**REQUIRED TASKS**
1) According to the text on the Moscow Water Dog, why was its breeding program discontinued?
2) Decide whether each statement agrees with the text on the Moscow Water Dog, and quote the words that settle it. (a) The Black Russian Terrier gained international recognition in 1984. (b) The Moscow Watchdog was a cross of the German Shepherd Dog and the Great Dane. (c) The Red Star Kennels was under the command of Colonel G. P. Medvedev.

**READING TEXT**
╭──

The Moscow Water Dog, also known as the Moscow Diver, Moscow Retriever or Moskovsky Vodolaz, was a little-known dog breed derived from the Newfoundland, Caucasian Shepherd Dog and East European Shepherd. It is now extinct, but was used in the development of the Black Russian Terrier. The Moscow Water Dog was produced only by the Red Star Kennels, the state-operated organization chartered to provide working dogs for the armed services of the Soviet Union. The breeding program was discontinued as the dogs would attack drowning victims instead of saving them.

After World War II, there were very few working dogs in the Soviet Union, as many had been killed during the war. Some were imported but there were not enough to establish a dedicated breeding programme for a specific breed. The Central Military School of Working Dogs (the Red Star Kennels), under the command of Colonel G. P. Medvedev began working on developing a number of its own specialised breeds by crossing the available stock. A few breeds were established, including the Moscow Newfoundland, a cross of the German Shepherd Dog and the Newfoundland; the Moscow Great Dane, using the German Shepherd Dog and the Great Dane; the Brudasty Hound, which was an Airedale Terrier and Russian Hound cross; the Moscow Watchdog, a combination of the St. Bernard and the Caucasian Shepherd Dog; and the Moscow Water Dog. The most successful breed to come out of the programme was the Black Russian Terrier, which gained international recognition in 1984; it derived from a combination of 14 different breeds, including the Moscow Water Dog in the later stages of its development.

╰──

(Dataset entries)
╭──

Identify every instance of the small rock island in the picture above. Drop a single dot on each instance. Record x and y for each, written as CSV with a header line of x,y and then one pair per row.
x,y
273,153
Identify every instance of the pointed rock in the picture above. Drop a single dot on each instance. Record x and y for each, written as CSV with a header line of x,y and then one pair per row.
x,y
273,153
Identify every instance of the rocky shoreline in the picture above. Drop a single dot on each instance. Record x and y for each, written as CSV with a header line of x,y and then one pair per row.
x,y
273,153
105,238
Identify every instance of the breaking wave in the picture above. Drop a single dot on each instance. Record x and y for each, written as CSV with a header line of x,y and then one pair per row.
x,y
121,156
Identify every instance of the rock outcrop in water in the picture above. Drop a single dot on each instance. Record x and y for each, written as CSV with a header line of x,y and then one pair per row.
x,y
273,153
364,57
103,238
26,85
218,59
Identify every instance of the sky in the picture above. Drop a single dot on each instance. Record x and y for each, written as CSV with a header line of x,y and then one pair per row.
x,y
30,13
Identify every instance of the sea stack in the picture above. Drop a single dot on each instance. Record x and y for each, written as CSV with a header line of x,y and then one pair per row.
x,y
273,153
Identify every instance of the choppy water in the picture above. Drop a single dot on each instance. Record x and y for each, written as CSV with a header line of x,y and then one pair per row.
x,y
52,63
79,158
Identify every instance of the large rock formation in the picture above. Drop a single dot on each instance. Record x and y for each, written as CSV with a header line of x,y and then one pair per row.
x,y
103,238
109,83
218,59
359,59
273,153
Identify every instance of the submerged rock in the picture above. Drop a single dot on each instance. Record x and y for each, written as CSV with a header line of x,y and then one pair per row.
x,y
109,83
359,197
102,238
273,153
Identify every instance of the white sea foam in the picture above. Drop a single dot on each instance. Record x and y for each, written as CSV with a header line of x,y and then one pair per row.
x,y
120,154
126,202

╰──

**RESPONSE LIST**
1) The dogs would attack drowning victims instead of saving them.

2)
(a) Yes: "the Black Russian Terrier, which gained international recognition in 1984"
(b) No: "the Moscow Watchdog, a combination of the St. Bernard and the Caucasian Shepherd Dog"
(c) Yes: "The Central Military School of Working Dogs (the Red Star Kennels), under the command of Colonel G. P. Medvedev"